Hi,
I just found this old Fujica STX-1 model 2 months ago after my mom cleaned up the store. It was my late father’s camera. I’ve been trying looking for it but no success at all. Lucky my mom did. The camera was under production somewhere around late 70’s and early 80’s. I knew that my father likes photography but he hasn’t talk about it seriously. Maybe he could not see any of his kids getting into photography as a hobby or a career may be.
Somehow, when I bought first digital compact camera Canon A400, he seems very happy about it. He couldn’t resist looking and playing with it. He also bought our first good color printer, Canon IP2000 that costs around RM400.
There’s something about my father that I realised after he passed away two years ago. He seldom talks about his hobby…wait…no..he hasn’t mentioned any of it. Me and my brother always talk about cars. I still can remember that every evening, when both of us had a knowledge sharing and talked about cars, he will be there and quietly listened to our talks. Sometimes, he gave his ideas but it was only in small portion.
My sister told me that father loves photography very much. He will not leave home without his camera, place it under the car seat and shoot whenever there’s a good subject. Before I bought my first DSLR (nikon D70s), I had mentioned to him that I want to buy a dslr. He agreed with a bunch of moral support all the way. But it was somewhere around 2-3 months before he passed away. I was sad and dissapointed that I couldn’t share with him my new camera. If he’s still alive, we both might be sharing our photography knowledge, going for outdoor shooting, print the photo, frame and be proud of it. And we might have our photo together holding slr too.

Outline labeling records
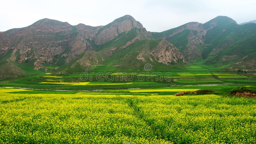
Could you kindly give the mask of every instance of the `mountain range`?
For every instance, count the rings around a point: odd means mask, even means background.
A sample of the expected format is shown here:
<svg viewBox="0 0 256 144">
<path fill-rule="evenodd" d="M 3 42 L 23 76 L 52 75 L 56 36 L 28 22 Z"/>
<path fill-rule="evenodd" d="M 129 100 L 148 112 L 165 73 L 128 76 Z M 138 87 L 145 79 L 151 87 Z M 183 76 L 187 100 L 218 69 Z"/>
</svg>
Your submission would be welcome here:
<svg viewBox="0 0 256 144">
<path fill-rule="evenodd" d="M 72 73 L 143 69 L 148 63 L 155 69 L 197 63 L 256 71 L 255 55 L 256 24 L 238 25 L 226 16 L 161 32 L 147 31 L 129 15 L 97 27 L 44 19 L 0 32 L 0 79 L 25 76 L 26 68 Z"/>
</svg>

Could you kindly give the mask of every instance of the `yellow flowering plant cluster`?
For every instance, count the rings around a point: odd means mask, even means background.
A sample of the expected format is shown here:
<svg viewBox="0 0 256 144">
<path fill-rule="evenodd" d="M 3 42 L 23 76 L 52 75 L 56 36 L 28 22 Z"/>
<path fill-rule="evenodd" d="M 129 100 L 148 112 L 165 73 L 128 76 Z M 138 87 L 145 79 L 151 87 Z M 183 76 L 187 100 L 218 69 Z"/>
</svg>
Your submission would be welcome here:
<svg viewBox="0 0 256 144">
<path fill-rule="evenodd" d="M 13 91 L 0 93 L 1 143 L 256 141 L 255 99 Z"/>
</svg>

**Task instructions**: Please write out the camera post from "My sister told" to "holding slr too.".

**Correct result**:
My sister told me that father loves photography very much. He will not leave home without his camera, place it under the car seat and shoot whenever there’s a good subject. Before I bought my first DSLR (nikon D70s), I had mentioned to him that I want to buy a dslr. He agreed with a bunch of moral support all the way. But it was somewhere around 2-3 months before he passed away. I was sad and dissapointed that I couldn’t share with him my new camera. If he’s still alive, we both might be sharing our photography knowledge, going for outdoor shooting, print the photo, frame and be proud of it. And we might have our photo together holding slr too.